═════ GIVEN DATA
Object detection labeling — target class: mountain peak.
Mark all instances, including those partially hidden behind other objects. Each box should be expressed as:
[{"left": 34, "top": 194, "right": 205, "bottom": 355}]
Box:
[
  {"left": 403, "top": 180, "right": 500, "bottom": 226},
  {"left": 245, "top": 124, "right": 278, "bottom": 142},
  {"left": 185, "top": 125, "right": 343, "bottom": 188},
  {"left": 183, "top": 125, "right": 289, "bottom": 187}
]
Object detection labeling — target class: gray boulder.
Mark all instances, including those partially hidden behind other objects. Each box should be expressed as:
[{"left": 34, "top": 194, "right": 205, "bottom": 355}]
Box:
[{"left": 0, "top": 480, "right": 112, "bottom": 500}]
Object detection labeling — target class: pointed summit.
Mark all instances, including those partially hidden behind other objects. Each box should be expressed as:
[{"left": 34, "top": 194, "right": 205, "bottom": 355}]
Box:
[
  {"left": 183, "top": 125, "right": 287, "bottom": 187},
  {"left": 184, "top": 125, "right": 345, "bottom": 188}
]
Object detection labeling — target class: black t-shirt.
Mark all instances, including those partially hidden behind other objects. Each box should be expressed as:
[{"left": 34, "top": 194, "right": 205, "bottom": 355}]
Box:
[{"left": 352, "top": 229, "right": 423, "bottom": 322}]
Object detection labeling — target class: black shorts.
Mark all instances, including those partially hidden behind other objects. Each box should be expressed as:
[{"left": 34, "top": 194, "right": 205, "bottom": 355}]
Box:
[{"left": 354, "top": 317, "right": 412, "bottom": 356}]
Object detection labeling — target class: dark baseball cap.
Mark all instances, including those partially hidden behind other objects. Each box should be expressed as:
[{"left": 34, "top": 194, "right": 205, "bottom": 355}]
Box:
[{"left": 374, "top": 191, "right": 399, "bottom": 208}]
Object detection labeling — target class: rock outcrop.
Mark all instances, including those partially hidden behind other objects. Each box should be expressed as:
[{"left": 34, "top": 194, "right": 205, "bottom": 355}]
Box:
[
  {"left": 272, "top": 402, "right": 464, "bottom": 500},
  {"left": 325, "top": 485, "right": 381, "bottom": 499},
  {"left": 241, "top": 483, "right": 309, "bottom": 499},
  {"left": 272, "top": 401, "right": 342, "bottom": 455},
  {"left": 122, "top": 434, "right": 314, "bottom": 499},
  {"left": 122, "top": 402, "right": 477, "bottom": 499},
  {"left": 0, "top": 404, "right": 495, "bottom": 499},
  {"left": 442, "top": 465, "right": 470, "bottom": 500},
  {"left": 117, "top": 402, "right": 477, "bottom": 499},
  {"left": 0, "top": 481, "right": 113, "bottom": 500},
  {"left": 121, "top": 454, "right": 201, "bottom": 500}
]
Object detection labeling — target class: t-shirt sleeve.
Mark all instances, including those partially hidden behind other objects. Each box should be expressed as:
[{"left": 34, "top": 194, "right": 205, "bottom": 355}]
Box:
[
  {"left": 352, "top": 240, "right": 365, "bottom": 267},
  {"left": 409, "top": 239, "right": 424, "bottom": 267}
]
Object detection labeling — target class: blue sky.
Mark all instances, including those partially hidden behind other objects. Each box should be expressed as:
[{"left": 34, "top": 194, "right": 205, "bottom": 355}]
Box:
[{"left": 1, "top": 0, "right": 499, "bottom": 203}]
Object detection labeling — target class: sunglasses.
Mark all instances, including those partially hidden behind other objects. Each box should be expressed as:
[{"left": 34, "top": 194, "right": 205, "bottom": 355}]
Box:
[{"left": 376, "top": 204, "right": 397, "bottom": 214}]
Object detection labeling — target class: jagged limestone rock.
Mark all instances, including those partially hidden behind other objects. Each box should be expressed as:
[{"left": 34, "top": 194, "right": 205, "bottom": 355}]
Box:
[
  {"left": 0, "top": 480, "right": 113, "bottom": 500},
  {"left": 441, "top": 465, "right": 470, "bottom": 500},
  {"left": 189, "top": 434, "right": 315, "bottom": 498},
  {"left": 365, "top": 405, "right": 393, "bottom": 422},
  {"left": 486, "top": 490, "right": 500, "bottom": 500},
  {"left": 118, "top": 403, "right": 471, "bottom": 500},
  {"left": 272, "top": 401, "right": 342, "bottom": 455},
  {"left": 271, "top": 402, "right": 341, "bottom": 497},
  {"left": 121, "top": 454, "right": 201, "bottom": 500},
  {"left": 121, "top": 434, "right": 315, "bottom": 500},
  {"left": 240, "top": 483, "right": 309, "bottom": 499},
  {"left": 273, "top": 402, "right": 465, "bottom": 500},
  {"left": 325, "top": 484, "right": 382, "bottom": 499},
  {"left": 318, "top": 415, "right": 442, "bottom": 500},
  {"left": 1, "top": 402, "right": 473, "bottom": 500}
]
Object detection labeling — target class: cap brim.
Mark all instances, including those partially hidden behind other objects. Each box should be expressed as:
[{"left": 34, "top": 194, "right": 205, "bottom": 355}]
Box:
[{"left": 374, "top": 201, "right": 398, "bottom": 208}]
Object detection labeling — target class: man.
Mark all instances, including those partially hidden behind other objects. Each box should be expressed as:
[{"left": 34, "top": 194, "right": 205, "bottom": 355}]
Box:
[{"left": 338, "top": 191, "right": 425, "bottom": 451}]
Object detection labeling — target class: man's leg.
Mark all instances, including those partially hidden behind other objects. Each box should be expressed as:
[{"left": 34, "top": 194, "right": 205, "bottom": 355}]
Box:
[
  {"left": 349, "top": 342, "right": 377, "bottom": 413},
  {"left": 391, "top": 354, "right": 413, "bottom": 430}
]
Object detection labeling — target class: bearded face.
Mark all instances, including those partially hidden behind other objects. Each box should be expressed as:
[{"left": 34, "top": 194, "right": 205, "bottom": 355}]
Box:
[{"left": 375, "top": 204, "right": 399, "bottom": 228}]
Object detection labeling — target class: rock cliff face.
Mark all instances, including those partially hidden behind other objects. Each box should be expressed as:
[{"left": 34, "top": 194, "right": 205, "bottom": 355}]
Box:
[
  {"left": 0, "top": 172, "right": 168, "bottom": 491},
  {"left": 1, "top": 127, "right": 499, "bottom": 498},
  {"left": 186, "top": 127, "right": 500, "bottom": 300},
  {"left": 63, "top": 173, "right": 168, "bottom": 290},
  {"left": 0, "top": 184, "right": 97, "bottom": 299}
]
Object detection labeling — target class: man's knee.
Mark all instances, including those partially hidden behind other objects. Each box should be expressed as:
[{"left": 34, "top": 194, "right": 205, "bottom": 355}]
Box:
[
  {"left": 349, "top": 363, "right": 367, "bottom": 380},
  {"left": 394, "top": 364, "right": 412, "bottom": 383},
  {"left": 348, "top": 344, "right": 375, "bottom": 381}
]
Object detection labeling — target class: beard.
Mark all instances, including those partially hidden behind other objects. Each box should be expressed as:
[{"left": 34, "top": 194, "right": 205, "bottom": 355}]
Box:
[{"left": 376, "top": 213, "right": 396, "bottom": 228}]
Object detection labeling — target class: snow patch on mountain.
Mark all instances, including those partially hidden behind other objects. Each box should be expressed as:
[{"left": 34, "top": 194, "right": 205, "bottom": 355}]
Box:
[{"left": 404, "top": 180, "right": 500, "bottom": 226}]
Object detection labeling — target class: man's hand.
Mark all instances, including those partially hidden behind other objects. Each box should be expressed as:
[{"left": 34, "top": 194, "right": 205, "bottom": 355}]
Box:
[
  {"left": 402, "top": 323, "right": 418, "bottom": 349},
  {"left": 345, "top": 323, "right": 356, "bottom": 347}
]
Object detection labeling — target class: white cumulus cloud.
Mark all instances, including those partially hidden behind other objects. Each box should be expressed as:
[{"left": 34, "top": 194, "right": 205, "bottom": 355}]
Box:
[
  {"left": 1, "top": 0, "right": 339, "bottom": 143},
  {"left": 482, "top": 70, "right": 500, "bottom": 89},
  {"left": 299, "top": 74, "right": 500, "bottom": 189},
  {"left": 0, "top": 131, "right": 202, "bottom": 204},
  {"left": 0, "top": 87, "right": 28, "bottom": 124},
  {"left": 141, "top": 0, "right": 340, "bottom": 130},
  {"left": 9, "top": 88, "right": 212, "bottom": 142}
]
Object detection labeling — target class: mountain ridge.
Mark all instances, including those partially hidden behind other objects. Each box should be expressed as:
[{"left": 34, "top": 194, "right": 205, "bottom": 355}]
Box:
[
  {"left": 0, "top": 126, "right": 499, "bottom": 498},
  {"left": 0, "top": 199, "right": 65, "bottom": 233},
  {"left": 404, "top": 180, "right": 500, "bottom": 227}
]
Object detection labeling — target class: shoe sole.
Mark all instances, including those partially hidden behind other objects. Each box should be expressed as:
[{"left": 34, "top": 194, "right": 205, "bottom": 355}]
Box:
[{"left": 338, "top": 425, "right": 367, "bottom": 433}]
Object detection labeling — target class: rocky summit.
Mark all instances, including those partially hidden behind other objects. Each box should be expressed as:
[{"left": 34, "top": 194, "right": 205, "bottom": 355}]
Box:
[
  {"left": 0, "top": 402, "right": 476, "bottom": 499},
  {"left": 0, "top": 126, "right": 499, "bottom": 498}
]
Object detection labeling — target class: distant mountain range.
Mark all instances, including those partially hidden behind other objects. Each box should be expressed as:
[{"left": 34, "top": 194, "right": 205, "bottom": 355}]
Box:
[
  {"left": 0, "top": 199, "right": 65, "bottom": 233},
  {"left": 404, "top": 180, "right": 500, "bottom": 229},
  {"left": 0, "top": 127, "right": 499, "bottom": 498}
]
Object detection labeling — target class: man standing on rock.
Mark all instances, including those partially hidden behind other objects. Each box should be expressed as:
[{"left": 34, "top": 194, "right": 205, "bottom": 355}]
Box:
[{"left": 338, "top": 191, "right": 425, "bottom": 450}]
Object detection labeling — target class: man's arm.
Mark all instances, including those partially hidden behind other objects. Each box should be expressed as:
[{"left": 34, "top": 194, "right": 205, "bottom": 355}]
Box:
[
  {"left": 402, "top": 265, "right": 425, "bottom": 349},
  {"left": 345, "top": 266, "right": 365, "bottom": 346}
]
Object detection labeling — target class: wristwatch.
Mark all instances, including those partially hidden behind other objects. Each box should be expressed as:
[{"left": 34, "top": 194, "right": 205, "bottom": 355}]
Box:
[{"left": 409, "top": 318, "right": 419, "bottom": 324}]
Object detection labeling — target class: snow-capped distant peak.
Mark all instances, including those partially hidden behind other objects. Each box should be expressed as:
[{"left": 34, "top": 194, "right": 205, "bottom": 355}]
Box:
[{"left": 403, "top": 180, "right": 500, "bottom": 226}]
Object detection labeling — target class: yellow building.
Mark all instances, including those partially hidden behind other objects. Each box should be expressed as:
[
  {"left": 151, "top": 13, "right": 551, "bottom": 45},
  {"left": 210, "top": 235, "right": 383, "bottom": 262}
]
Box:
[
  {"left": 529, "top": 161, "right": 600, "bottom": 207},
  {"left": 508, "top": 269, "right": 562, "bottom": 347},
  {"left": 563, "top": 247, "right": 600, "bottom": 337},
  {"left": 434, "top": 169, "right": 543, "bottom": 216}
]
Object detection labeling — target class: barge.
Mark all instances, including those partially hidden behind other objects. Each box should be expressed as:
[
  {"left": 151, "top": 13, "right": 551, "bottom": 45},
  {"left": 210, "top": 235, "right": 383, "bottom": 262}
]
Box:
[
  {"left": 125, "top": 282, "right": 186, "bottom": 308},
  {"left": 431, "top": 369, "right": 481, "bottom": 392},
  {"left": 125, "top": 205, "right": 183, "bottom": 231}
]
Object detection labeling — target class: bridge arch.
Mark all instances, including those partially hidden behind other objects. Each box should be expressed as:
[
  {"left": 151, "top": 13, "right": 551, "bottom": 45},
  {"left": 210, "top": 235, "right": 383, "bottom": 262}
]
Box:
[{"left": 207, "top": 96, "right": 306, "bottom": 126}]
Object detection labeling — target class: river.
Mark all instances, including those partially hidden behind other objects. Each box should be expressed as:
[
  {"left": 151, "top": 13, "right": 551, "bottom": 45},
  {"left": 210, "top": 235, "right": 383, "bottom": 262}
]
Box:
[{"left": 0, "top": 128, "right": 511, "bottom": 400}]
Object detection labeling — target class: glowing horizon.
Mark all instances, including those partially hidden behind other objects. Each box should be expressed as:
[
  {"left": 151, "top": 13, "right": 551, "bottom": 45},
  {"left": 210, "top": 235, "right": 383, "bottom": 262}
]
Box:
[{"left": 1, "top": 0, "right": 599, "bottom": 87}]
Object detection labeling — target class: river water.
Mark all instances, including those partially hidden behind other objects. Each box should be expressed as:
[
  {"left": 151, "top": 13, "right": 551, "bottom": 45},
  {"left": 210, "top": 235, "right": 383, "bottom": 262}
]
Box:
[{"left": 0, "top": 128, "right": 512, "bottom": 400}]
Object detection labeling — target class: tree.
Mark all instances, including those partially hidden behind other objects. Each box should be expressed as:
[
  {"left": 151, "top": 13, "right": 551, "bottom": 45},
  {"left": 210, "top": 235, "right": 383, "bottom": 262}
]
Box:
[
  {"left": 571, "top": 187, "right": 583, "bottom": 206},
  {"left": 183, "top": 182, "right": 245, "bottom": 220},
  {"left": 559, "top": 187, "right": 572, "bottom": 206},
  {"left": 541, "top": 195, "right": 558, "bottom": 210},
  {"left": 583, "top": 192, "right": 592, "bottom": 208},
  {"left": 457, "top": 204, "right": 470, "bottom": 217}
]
══════════
> **PROBLEM STATEMENT**
Go through the entries and return each line where the word "river" occurs.

> **OUTPUT FOR THIS TASK**
Object detection labeling — target class: river.
Object detection labeling — target class: river water.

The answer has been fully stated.